━━ Document source
Dominant l’ensemble du village, le grenier collectif reflète un principe fondamental de l’architecture amazighe : l’égalité des membres de la communauté. Sa fonction première était le stockage des vivres — céréales, miel, huile, dattes — et parfois de l’eau, afin de faire face aux conditions climatiques rigoureuses et aux risques naturels.

Ce grenier remplissait également une fonction défensive et politique. Il abritait à l’origine les premières habitations fortifiées du site et conservait les tablettes sur lesquelles étaient consignés le droit coutumier et les décisions collectives.

Forteresse centrale et gestion communautaire

Au centre se dressait la forteresse principale, généralement de plan carré ou rectangulaire, contenant les loges attribuées à chaque famille. On y conservait non seulement les récoltes et les biens précieux — bijoux, actes de mariage, titres de propriété — mais aussi les armes et les munitions de la communauté.
━━━━
▶ Travail demandé
• 1. D'après le texte sur le grenier collectif amazigh, quel principe fondamental de l'architecture amazighe ce grenier reflète-t-il ?
• 2. Poursuivez le texte sur le grenier collectif amazigh en reprenant après sa dernière phrase.
━━ Contenu présenté
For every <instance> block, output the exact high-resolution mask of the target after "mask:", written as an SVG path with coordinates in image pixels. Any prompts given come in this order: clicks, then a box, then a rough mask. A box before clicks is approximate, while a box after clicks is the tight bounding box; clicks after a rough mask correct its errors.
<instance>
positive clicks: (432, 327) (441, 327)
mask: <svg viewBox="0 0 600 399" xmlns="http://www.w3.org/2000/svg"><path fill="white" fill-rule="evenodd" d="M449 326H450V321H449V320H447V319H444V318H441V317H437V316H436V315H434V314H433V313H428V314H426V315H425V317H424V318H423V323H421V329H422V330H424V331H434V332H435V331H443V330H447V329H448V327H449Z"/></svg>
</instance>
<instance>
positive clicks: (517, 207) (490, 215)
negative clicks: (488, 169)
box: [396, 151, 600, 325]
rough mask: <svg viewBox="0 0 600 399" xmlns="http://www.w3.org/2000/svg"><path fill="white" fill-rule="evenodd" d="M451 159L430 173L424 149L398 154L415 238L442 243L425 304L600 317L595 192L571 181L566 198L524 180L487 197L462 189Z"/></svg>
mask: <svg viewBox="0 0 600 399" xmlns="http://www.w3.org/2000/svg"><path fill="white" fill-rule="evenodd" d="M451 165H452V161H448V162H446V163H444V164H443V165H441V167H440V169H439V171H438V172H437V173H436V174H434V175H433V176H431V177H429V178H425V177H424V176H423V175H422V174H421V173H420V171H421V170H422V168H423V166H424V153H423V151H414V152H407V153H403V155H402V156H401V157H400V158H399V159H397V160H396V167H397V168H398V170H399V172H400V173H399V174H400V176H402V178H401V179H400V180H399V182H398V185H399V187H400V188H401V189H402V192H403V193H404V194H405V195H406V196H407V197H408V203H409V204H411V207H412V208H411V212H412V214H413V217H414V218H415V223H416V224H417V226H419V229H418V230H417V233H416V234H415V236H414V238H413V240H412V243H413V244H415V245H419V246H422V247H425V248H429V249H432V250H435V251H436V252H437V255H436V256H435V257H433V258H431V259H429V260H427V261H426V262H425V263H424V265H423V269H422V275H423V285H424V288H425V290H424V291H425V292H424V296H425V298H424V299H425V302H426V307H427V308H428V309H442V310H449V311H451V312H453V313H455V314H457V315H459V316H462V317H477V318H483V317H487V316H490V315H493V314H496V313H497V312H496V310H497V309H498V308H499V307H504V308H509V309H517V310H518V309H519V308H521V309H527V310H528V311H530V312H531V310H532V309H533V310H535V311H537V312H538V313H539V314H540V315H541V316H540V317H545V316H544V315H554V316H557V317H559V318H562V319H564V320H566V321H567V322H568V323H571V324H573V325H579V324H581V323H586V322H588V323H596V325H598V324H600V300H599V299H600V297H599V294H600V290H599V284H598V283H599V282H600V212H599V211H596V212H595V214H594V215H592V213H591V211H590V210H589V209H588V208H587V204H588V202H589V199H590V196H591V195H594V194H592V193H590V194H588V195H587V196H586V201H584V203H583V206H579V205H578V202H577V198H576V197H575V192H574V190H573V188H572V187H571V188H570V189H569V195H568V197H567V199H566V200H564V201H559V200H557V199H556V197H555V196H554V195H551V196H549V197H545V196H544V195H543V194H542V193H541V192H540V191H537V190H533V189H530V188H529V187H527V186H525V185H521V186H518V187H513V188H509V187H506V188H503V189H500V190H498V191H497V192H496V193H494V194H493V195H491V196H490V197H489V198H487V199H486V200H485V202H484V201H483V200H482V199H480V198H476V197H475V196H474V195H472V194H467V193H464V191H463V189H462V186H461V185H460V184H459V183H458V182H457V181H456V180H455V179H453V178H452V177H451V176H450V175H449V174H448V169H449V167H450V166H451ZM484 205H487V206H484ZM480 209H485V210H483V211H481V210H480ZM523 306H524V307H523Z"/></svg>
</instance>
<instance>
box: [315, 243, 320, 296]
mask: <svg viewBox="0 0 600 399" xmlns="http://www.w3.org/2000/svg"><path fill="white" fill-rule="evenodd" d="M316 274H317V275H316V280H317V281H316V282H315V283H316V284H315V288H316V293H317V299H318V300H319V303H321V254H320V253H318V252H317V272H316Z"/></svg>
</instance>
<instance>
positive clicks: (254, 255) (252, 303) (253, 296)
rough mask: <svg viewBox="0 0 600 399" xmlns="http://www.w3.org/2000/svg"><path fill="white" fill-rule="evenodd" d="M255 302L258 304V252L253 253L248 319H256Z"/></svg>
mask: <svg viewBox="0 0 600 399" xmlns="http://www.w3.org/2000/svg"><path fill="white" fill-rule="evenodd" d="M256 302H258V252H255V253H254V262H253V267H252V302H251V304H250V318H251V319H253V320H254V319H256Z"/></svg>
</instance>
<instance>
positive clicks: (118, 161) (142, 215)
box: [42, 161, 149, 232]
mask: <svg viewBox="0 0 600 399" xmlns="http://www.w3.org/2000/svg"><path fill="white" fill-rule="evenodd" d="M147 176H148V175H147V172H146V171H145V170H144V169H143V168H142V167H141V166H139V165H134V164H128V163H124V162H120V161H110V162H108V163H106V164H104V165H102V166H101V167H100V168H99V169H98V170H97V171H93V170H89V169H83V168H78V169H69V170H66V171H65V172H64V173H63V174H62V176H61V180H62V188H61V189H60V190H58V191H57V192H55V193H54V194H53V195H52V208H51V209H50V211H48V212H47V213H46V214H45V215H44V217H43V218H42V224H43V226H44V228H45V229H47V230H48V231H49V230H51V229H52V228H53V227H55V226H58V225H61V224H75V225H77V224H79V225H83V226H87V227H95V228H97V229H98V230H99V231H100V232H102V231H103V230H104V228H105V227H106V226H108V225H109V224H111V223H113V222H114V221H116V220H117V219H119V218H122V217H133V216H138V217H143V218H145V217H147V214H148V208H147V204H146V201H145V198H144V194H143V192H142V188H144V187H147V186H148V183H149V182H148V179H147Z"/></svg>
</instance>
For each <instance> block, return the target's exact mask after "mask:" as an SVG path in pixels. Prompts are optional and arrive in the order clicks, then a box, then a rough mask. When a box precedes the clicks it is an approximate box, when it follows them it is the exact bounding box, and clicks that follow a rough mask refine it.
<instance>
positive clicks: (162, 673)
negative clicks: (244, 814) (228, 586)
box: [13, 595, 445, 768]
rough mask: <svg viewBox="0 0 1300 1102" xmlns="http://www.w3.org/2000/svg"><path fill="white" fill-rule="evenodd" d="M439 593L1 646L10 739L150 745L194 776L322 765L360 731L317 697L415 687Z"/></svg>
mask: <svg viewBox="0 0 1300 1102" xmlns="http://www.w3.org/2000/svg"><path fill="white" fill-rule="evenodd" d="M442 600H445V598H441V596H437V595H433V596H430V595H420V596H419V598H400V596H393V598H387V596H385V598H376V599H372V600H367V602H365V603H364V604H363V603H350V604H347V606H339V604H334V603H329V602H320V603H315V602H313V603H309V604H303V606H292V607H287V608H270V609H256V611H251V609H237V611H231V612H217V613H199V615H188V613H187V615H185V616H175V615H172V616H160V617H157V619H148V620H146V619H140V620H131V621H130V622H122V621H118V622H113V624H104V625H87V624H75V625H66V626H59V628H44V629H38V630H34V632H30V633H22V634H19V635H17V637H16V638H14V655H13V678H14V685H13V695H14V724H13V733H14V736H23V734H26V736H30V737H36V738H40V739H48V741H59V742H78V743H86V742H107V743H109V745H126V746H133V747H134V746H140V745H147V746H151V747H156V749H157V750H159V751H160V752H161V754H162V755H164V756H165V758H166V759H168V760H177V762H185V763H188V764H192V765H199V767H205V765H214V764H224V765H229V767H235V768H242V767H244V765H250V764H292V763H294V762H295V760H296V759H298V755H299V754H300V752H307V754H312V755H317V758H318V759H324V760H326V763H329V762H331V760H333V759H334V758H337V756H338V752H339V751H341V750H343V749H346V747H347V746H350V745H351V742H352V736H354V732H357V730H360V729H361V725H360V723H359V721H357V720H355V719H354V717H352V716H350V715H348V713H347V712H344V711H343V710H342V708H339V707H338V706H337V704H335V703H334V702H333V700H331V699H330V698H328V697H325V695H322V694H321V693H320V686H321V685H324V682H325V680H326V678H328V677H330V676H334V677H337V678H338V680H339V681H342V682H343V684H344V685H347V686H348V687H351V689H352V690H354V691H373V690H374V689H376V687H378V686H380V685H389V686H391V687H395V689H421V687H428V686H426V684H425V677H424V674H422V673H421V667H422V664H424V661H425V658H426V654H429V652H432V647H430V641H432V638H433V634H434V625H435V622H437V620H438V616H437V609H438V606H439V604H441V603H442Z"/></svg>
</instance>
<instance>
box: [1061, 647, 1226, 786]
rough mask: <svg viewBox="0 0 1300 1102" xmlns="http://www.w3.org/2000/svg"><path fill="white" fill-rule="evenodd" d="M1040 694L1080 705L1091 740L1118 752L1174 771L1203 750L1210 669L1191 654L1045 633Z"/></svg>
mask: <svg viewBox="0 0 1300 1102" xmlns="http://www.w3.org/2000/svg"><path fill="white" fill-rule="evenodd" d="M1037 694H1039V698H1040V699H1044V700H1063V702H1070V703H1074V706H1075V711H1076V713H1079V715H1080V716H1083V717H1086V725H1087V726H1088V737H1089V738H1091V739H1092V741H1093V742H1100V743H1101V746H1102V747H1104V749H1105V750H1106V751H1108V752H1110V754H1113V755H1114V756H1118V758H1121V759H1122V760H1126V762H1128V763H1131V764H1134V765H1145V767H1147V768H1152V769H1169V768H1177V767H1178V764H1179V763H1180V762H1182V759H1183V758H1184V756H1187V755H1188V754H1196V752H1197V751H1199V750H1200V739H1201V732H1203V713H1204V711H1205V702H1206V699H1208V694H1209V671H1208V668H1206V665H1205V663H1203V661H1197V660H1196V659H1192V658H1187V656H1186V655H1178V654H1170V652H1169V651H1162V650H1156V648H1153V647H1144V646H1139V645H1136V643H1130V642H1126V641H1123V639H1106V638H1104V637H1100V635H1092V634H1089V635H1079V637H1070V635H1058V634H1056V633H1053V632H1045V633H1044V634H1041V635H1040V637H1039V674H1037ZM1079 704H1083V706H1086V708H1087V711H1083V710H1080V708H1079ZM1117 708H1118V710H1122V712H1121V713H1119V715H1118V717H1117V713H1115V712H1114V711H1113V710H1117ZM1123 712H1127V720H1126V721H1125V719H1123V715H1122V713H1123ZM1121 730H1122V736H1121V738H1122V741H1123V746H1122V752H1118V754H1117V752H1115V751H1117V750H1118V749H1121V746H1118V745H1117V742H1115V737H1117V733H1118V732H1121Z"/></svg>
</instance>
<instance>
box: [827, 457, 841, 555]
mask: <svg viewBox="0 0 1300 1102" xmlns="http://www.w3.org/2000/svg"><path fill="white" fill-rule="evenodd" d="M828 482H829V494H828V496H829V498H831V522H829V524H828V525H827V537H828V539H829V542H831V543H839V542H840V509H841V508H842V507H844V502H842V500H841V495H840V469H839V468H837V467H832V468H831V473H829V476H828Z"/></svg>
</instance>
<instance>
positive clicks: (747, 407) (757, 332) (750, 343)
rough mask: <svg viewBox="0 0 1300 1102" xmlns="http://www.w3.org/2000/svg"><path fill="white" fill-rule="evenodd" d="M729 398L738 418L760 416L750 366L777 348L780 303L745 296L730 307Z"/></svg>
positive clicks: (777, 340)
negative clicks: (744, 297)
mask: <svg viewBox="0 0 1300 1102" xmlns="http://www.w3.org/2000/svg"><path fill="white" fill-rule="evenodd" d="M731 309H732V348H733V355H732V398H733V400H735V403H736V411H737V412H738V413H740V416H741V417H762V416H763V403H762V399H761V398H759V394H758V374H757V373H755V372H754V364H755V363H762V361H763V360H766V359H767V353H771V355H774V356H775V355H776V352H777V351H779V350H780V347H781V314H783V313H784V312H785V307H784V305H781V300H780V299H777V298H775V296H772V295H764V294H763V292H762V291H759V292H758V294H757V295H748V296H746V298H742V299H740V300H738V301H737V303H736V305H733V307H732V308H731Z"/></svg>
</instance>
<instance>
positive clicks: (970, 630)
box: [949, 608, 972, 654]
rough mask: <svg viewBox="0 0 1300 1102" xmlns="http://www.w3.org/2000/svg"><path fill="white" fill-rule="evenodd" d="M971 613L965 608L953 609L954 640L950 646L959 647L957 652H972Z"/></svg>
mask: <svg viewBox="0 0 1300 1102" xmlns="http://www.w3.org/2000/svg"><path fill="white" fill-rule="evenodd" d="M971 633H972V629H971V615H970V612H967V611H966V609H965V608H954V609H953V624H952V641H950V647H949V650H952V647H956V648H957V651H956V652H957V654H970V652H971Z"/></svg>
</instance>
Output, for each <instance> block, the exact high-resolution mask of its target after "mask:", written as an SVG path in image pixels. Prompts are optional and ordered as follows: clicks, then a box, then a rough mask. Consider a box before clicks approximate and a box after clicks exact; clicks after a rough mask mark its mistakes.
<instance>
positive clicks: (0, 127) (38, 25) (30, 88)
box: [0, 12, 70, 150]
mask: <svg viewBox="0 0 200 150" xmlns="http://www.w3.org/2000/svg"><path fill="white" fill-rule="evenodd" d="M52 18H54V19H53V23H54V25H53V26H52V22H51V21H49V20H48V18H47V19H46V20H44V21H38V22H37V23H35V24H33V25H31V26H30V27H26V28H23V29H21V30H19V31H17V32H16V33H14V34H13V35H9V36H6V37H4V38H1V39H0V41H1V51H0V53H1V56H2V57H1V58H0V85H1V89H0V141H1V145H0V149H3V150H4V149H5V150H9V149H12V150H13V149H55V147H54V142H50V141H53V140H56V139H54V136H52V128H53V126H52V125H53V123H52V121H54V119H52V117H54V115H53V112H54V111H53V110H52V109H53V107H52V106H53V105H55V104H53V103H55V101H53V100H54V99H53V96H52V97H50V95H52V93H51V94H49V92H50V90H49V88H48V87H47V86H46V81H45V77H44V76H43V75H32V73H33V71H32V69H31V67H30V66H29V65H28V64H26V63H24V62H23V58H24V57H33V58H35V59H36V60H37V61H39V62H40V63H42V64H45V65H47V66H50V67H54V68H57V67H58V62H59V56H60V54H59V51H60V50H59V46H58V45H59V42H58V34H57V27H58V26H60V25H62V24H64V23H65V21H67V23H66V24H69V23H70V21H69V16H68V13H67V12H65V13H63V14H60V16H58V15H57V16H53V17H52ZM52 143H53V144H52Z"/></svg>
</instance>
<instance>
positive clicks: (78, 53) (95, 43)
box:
━━━━
▶ Réponses par consigne
• 1. L'égalité des membres de la communauté.

• 2.
L’entrée, strictement contrôlée et barricadée, donnait accès à un espace où était prélevé un impôt destiné à constituer une réserve commune, utilisée lors des célébrations collectives ou pour venir en aide aux membres les plus démunis.

La conception et la gestion de ces greniers collectifs s’inscrivent ainsi dans les principes directeurs de l’architecture amazighe : la défense et la communion.

Les ksour du Sud-Est marocain : un réseau de villages fortifiés

Aït Ben Haddou ne constitue cependant pas un cas isolé. De nombreux ksour jalonnent les vallées du Sud-Est marocain, témoignant d’un même modèle d’organisation sociale et architecturale. Dans les vallées du Dadès, du Drâa ou du Ziz, on retrouve ainsi des ensembles fortifiés tels que le ksar d’Aït Youl, le ksar de Timidarte, le ksar de Tissergate, le ksar de Tamnougalt ou encore le ksar d’El Khorbat.

Moins restaurés ou moins médiatisés, ces ksour n’en sont pas moins essentiels pour comprendre la diffusion et l’adaptation de ce modèle d’habitat communautaire, étroitement lié aux routes caravanières, à l’agriculture oasienne et aux structures tribales amazighes. Aït Ben Haddou s’inscrit ainsi dans un réseau plus vaste de villages fortifiés, dont il représente aujourd’hui l’expression la plus visible et la plus emblématique.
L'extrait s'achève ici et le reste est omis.